# [What is needed]
Answer these questions about the rear slide queen thread:
(a) How many inches long does the opening post say the queen beds probably are?
(b) Which model does Randy say he would still buy if he could do it all again?
(c) What does CamperAndy say the mattress needs?
* START Source text *
# Rear Slide Queen



## Coasty63 (Feb 21, 2005)

The wife and I are looking to purchase a new trailer and we really like the idea of the slide bed. What are some of the opinions of people 6ft and over sleeping in these. Do you feel as though you need more room. I know they advertise that the beds are queens but I think they are only 74 inches long. Would like to have some idea prior to purchasing.

Thanks,
Doug


----------



## Castle Rock Outbackers (Jan 18, 2004)

I am 6'4" and sleeping the the Queen slide is not always easy. I cannot stretch my legs straight. If you sleep on your side with your legs bent, you are fine. If you like to sleep on your stomach, you are in trouble. If you sleep on your back, your legs will need to split apart if you want them straight.

I sleep in all the above positions during a night (except maybe on my stomach). So, for tall guys, the queen slide is not great. But I would still buy the 26 RS if I could do it all again. The amount of room freed up in the cabin by the slide makes it worth it.

Randy


----------



## hurricaneplumber (Apr 12, 2004)

Welcome!!!! action 

Although not a rear slider, on the 28BHS, the bed is in the traditional location, not turned. So I guess those legs would have to hang off the end unless you put something down at the end like a table.

Good luck and try all models out at the dealer before you purchase.

Sure glad I am only 5-9.









Kevin


----------



## kjp1969 (Apr 25, 2004)

I'm 5'10" and my toes *always* hit the wall, probably because I don't sleep with my head up against the headboard. Fine if I sleep on my side, or slightly diagonally, and I don't ever mind because by the time I hit the sack while camping I'm TIRED. I could probably sleep on the kitchen counter.

It's a wee bit claustrophobic back in that little cubbyhole, but I don't mind that either.

Kevin P.


----------



## CamperDC (Oct 30, 2003)

I am 6'4" like Randy and I'm fine with the rear slide bed. I sleep on my side for the most part. When I sleep on my back my feet somtimes hang out over the edge but I am used to that having done it all my life. We use our four bunks a whole lot but if I didn't I would look very hard at the 28bhs which has a very nice floor plan.


----------



## CamperAndy (Aug 26, 2004)

At 6'1" and change I have no problem in the queen slide with ref to how tall I am. There are other issues like the noisy metal blinds that will be replaced this spring and the fact that I ended up in the back and have to climb over DW in the morning because I get up before her and last but not least the mattress is just not right (needs a foam topper or replaced with an air mattress). But all in all it is a fine place to sleep when camping.


----------



## dmbcfd (Sep 8, 2004)

I'm 5' 4" and I don't understand the problem? I am also replacing the metal blinds with standard roll up shade. I also might add the slide topper to quiet the rain on the hard roof.
* END Source text *
* START Record set *
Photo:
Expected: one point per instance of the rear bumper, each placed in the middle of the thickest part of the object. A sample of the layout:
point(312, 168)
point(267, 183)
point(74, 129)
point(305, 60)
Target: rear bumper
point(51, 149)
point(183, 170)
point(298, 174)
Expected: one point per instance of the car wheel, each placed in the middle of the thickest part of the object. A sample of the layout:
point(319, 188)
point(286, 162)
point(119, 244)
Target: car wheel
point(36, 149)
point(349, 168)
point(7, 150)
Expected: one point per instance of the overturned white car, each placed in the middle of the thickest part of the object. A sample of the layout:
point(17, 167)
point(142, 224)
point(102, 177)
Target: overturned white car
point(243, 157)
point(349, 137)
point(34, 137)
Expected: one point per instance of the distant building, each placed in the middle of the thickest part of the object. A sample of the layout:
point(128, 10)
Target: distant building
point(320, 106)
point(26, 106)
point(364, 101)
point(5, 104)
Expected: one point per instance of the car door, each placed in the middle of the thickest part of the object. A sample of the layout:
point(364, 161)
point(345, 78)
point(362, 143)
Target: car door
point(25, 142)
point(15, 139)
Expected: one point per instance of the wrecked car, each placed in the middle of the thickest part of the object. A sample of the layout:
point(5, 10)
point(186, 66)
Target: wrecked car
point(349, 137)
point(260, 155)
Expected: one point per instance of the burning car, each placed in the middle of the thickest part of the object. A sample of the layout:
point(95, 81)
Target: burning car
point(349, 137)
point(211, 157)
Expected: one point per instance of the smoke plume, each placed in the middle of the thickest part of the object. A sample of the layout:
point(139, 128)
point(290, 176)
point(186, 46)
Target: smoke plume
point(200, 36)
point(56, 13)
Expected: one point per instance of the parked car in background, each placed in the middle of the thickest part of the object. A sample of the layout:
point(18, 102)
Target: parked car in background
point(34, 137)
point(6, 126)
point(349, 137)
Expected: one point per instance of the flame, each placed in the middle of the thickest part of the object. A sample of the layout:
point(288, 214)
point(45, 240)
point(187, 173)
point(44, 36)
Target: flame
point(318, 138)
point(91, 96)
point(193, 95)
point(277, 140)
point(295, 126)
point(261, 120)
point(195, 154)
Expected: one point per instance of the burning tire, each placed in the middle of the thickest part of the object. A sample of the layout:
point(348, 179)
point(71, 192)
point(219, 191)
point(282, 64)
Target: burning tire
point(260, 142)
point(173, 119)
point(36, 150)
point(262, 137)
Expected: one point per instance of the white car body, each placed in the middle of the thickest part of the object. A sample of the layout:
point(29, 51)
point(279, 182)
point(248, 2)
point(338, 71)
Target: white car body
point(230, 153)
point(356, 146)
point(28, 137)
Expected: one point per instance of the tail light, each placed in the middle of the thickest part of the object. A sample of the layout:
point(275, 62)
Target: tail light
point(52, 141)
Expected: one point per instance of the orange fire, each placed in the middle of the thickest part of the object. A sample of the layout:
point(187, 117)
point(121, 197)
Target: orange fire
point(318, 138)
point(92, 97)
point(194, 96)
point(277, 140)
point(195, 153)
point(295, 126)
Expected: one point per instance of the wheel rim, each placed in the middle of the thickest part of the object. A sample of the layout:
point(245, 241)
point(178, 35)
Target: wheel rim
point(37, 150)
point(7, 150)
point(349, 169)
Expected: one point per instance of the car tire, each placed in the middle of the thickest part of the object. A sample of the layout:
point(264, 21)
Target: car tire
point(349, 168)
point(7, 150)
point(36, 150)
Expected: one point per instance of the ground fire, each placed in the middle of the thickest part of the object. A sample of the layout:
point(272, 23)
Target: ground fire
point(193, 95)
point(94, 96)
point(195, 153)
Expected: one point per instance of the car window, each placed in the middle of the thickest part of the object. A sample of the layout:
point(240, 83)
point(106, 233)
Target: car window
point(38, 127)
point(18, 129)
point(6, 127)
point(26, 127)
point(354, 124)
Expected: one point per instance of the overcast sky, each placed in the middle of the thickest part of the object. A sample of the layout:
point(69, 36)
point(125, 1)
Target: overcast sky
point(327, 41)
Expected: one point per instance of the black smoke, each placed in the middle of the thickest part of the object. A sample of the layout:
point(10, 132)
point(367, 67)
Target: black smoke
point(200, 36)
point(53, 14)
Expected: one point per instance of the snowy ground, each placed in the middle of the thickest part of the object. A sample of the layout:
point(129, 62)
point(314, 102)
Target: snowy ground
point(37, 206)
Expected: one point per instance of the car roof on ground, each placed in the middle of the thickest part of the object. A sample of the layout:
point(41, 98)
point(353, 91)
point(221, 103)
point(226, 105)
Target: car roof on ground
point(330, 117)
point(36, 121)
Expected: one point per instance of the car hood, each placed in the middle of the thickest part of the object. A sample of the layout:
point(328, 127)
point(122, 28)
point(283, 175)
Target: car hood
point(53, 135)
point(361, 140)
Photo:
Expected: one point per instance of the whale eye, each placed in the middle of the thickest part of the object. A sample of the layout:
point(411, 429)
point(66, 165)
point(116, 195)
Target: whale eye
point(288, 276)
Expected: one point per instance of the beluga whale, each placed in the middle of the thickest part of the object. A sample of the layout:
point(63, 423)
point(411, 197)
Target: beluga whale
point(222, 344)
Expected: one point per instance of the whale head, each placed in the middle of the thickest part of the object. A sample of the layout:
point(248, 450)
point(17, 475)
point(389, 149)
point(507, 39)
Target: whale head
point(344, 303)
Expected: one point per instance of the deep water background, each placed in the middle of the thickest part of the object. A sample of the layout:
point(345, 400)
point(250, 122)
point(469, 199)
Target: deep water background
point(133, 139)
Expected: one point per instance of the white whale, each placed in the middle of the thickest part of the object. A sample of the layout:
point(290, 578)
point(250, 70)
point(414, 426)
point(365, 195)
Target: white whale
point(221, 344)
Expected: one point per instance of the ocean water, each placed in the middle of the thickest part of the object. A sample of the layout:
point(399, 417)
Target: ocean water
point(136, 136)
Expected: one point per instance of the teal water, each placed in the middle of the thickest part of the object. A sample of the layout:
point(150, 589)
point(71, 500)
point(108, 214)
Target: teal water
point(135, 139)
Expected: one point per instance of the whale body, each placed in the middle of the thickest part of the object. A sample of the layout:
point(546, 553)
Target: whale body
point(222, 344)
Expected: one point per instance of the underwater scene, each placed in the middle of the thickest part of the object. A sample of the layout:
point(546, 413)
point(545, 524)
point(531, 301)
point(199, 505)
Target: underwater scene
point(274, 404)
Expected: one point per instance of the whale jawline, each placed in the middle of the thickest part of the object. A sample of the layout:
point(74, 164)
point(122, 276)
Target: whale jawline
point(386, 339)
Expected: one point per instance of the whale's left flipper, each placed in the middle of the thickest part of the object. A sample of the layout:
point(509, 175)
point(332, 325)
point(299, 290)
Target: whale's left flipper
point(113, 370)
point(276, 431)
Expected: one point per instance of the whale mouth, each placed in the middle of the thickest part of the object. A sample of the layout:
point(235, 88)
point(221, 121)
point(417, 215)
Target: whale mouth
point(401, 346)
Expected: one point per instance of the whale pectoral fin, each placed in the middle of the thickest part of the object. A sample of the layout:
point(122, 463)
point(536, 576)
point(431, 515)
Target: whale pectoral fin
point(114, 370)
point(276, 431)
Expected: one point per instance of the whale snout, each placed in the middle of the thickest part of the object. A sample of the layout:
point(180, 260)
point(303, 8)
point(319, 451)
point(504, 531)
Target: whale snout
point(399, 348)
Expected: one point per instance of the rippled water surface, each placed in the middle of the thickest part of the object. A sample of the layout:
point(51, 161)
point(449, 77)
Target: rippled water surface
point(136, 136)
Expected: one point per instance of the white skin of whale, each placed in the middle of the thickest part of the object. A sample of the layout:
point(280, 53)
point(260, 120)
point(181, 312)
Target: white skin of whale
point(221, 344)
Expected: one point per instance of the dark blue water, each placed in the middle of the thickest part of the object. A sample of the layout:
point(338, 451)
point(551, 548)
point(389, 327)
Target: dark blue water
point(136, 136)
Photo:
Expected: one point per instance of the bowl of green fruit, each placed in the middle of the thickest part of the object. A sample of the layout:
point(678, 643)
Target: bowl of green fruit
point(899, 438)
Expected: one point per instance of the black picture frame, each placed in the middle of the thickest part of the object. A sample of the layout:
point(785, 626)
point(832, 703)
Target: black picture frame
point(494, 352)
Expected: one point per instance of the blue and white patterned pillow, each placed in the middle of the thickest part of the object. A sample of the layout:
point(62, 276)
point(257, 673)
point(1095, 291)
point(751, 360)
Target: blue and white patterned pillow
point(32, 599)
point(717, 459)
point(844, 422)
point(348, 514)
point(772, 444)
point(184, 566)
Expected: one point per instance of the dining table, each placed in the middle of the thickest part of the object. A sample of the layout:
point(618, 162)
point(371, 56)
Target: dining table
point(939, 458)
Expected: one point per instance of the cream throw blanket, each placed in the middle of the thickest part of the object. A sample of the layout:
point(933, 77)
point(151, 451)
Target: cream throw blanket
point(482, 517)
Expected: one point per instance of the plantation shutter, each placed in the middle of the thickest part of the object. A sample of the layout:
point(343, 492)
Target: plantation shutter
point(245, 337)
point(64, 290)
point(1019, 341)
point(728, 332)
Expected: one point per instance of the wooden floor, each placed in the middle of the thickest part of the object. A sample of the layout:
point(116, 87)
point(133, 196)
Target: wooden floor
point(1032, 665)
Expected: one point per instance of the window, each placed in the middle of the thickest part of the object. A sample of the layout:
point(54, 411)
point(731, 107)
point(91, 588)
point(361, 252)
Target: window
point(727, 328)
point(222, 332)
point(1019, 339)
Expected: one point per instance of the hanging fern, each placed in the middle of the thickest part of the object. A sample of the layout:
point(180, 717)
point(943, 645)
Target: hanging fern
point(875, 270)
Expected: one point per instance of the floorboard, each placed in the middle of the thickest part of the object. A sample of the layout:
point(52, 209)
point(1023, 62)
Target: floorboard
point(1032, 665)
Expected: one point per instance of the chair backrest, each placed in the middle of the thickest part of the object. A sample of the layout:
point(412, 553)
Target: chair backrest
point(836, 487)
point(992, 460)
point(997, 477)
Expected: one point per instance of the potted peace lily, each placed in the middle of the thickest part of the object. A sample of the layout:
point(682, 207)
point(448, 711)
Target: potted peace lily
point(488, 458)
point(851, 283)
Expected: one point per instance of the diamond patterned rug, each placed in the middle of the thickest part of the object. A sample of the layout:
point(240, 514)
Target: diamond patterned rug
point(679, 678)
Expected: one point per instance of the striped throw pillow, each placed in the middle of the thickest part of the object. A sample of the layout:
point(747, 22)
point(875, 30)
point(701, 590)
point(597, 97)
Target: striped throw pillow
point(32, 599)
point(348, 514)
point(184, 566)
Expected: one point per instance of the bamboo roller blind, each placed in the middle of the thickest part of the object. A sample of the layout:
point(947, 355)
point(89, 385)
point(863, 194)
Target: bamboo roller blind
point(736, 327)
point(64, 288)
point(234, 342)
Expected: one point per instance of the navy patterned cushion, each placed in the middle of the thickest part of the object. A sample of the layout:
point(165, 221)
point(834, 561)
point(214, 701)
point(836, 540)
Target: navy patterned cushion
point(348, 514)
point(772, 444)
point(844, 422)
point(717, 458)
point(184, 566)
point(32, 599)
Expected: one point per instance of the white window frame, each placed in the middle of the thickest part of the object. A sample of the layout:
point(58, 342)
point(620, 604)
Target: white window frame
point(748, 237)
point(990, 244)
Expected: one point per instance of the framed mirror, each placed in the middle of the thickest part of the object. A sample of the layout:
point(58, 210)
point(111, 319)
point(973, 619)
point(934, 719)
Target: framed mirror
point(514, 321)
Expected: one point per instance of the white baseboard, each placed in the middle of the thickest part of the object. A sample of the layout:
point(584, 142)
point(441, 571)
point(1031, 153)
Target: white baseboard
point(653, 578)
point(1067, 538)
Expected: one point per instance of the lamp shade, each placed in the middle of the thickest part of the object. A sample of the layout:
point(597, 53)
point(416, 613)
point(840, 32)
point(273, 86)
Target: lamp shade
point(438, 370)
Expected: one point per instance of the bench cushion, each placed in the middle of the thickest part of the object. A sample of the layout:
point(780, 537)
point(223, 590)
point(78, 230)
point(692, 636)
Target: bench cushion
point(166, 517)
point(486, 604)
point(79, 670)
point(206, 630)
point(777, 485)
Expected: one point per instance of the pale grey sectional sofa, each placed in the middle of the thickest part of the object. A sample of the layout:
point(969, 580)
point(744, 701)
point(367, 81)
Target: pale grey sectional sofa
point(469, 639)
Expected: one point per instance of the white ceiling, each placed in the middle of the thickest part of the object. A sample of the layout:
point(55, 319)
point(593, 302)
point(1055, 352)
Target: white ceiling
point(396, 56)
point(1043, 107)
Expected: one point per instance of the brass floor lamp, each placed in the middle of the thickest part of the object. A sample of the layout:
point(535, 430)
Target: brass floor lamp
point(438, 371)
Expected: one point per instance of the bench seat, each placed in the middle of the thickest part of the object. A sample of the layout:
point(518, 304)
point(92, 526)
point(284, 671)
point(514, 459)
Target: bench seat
* END Record set *
# [Exercise response]
(a) 74 inches.
(b) The 26 RS.
(c) A foam topper, or replacement with an air mattress.